===== Brano proposto
Dal libro del profeta Isaia (Is 49,3.5-6)

Il Signore mi ha detto: "Mio servo tu sei, Israele, sul quale manifesterò la mia gloria". Ora ha parlato il Signore, che mi ha plasmato suo servo dal seno materno per ricondurre a lui Giacobbe e a lui riunire Israele – poiché ero stato onorato dal Signore e Dio era stato la mia forza – e ha detto: "È troppo poco che tu sia mio servo per restaurare le tribù di Giacobbe e ricondurre i superstiti d’Israele. Io ti renderò luce delle nazioni, perché porti la mia salvezza fino all’estremità della terra".

Salmo responsoriale (Salmo 40)
Ecco, io vengo, Signore, per fare la tua volontà.

Ho sperato, ho sperato nel Signore,
ed egli su di me si è chinato,
ha dato ascolto al mio grido.
Mi ha messo sulla bocca un canto nuovo,
una lode al nostro Dio.
Sacrificio e offerta non gradisci,
gli orecchi mi hai aperto,
non hai chiesto olocausto
né sacrificio per il peccato.
Allora ho detto: "Ecco, io vengo".
"Nel rotolo del libro su di me è scritto
di fare la tua volontà:
mio Dio, questo io desidero;
la tua legge è nel mio intimo".
Ho annunziato la tua giustizia
nella grande assemblea;
vedi: non tengo chiuse le labbra,
Signore, tu lo sai.

Vangelo: Gv 1,29-34
Dal Vangelo secondo Giovanni
In quel tempo, Giovanni, vedendo Gesù venire verso di lui, disse: "Ecco l’agnello di Dio, colui che toglie il peccato del mondo! Egli è colui del quale ho detto: "Dopo di me viene un uomo che è avanti a me, perché era prima di me". Io non lo conoscevo, ma sono venuto a battezzare nell’acqua, perché egli fosse manifestato a Israele". Giovanni testimoniò dicendo: "Ho contemplato lo Spirito discendere come una colomba dal cielo e rimanere su di lui. Io non lo conoscevo, ma proprio colui che mi ha inviato a battezzare nell’acqua mi disse: "Colui sul quale vedrai discendere e rimanere lo Spirito, è lui che battezza nello Spirito Santo". E io ho visto e testimoniato che questi è il Figlio di Dio".
==========
Per favore, scrivi il seguito del brano con le letture bibliche, cominciando subito dopo la sua ultima frase. Il materiale che segue è a sé stante e non fa parte del brano.
===== Materiale fornito
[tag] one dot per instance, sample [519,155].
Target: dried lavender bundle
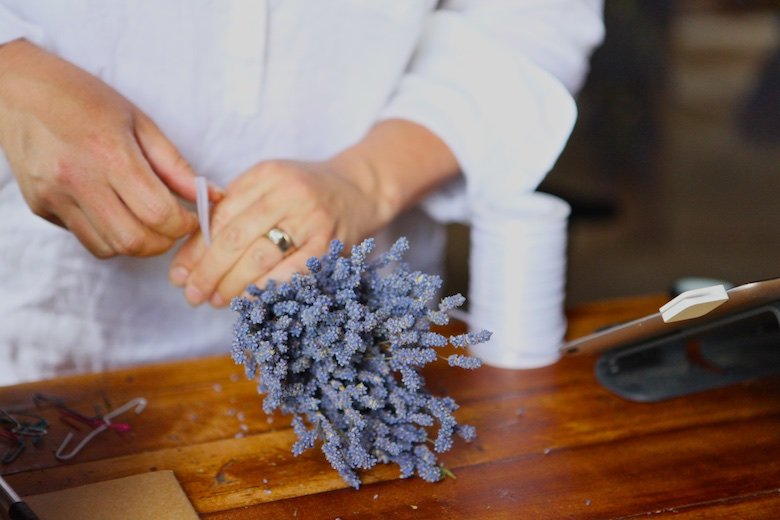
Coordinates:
[341,348]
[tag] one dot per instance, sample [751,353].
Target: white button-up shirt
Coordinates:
[234,82]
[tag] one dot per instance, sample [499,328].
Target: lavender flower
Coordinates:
[341,348]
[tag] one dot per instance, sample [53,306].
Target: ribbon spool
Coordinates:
[517,281]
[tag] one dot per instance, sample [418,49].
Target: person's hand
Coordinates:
[87,159]
[312,202]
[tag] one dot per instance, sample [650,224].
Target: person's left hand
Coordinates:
[313,202]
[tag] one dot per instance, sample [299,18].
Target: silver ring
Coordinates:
[281,239]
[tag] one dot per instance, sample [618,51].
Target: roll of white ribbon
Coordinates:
[517,281]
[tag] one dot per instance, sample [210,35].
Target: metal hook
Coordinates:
[139,403]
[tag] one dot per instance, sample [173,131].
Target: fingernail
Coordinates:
==========
Risultato
Colui che toglie il peccato
Emmanuelle-Marie
"Ecco l’agnello di Dio, ecco colui che toglie il peccato del mondo", ripetiamo con le parole di Giovanni Battista ad ogni liturgia eucaristica, pur reiterando quotidianamente la triste esperienza delle nostre colpe. Quale peccato ci viene dunque tolto? In che modo Cristo toglie il peccato del mondo? Certo non con effetti speciali che si sostituirebbero alla nostra libertà, ma consegnandoci il suo Spirito.
Il Battista afferma di aver visto scendere lo Spirito sul Signore, come una colomba. Ed è proprio una colomba che, riportando un ramo d’ulivo, segna la fine del diluvio, causato dalla violenza del peccato. Colomba e ulivo sono due immagini bibliche simili: la prima ricorda lo Spirito che, alla creazione, aleggiava sulle acque per farne uscire la vita, mentre l’ulivo fornisce l’olio, simbolo dello Spirito, che si versava sull’eletto per consacrarlo al Signore. Il battesimo del Signore sintetizza queste realtà in modo stupendo: Gesù inizia una nuova creazione ed è l’Unto del Signore che viene a ristabilire la pace tra Dio e l’umanità. Viene a immergere l’umanità nello Spirito, che è insieme creatore di vita nuova e Paraclito – cioè difensore del peccatore, perdono del Padre – perché possiamo diventare a nostra volta capaci di perdono.
Perdonare, infatti, è togliere veramente il peccato, è scegliere di prendere su di sé le conseguenze del male commesso da un altro, è pagare i debiti altrui, accettando magari di attraversare l’angoscia che l’altro rifiutava di vivere.
Quando Gesù va a farsi battezzare da Giovanni, non fa notizia, è uno tra i tanti che scende nelle acque del Giordano. Come sempre permette all’ultimo di riconoscersi in lui e di trovare nel suo agire una strada che possa condurlo alla liberazione. Gesù è l’agnello, mite, umile, pronto a patire ciò che noi abbiamo rifiutato di attraversare. Egli toglie il peccato del mondo perché accoglie ogni ingiustizia come espressione del dolore di chi la infligge, accettando di prendere su di sé questa sofferenza. Gesù insegna che non si può amare senza sporcarsi le mani con il male dell’altro, senza condividere il disagio che ha provocato l’azione negativa. Questa è la salvezza portata dall’amore, la via nuova aperta da Cristo e realmente capace di cambiare tutto.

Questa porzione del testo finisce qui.